Begin Material for the task
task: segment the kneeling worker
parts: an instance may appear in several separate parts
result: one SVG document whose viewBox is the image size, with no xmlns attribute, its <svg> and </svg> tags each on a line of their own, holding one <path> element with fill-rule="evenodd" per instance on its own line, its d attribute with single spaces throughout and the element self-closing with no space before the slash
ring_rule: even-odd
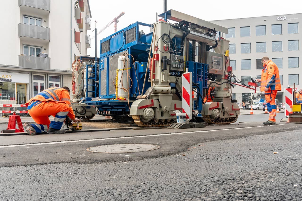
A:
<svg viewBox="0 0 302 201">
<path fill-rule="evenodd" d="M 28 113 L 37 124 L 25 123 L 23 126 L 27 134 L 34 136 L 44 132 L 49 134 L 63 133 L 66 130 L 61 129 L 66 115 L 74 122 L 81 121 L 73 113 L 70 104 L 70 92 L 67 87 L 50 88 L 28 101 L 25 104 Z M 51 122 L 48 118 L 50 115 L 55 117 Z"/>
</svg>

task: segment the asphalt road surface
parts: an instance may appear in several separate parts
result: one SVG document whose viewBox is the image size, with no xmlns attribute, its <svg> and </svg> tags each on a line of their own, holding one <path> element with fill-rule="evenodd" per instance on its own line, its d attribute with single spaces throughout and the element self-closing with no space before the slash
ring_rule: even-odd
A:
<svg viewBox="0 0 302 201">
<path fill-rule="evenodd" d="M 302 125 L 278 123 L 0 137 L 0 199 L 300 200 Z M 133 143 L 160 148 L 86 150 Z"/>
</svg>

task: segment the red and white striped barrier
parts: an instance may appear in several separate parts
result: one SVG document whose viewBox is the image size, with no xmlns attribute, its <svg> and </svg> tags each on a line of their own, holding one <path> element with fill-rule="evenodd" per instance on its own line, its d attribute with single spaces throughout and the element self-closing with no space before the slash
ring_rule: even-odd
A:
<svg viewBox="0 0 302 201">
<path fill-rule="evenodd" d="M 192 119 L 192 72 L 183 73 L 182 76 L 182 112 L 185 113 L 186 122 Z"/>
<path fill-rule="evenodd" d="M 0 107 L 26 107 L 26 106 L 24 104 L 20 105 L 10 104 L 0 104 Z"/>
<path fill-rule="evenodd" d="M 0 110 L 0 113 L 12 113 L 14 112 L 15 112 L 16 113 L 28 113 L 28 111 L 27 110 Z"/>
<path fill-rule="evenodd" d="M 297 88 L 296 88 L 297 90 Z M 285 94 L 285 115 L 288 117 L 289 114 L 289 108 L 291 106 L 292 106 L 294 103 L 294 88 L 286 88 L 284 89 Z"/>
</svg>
End Material for the task
- _Task_: Scale the listing from the line with "task: segment the asphalt road surface" through its last line by copying every line, requests included, and multiplying each number in the answers (the viewBox dimensions and the path coordinates) by 1.55. Round the results to whole numbers with halves rounded up, and leave the requests as they are.

- _Result of this exercise_:
task: segment the asphalt road surface
parts: an instance may appear in several separate parts
result: one SVG document whose viewBox is the image size, with no xmlns attribute, its <svg> and </svg> tags each on a line of their own, holding one <path> element with fill-rule="evenodd" per instance on its own line, its d attribute with single spaces throughout and the element self-closing with no space before the slash
ring_rule: even-odd
A:
<svg viewBox="0 0 468 312">
<path fill-rule="evenodd" d="M 468 194 L 431 191 L 0 212 L 0 308 L 465 310 Z M 206 222 L 248 229 L 133 233 Z"/>
</svg>

task: segment the red and white striped barrier
parts: an instance may appear in several separate parts
result: one SVG document whose viewBox is the image size, with no xmlns attribute, its <svg> and </svg> tags each on a line of their own, holding one <path> element with fill-rule="evenodd" per instance on its own line, its d attribute with single spaces throughout and the element self-closing with no space before the slash
ring_rule: even-odd
A:
<svg viewBox="0 0 468 312">
<path fill-rule="evenodd" d="M 298 184 L 298 112 L 284 113 L 282 118 L 282 174 L 287 175 L 288 189 Z"/>
<path fill-rule="evenodd" d="M 0 166 L 40 166 L 40 164 L 37 161 L 31 163 L 16 161 L 0 161 Z"/>
<path fill-rule="evenodd" d="M 0 171 L 0 175 L 19 175 L 22 174 L 23 174 L 25 175 L 43 175 L 43 172 L 42 171 Z"/>
<path fill-rule="evenodd" d="M 460 136 L 459 136 L 460 140 Z M 442 146 L 442 178 L 446 181 L 448 177 L 448 167 L 451 164 L 453 164 L 456 160 L 456 136 L 443 136 L 440 138 Z"/>
</svg>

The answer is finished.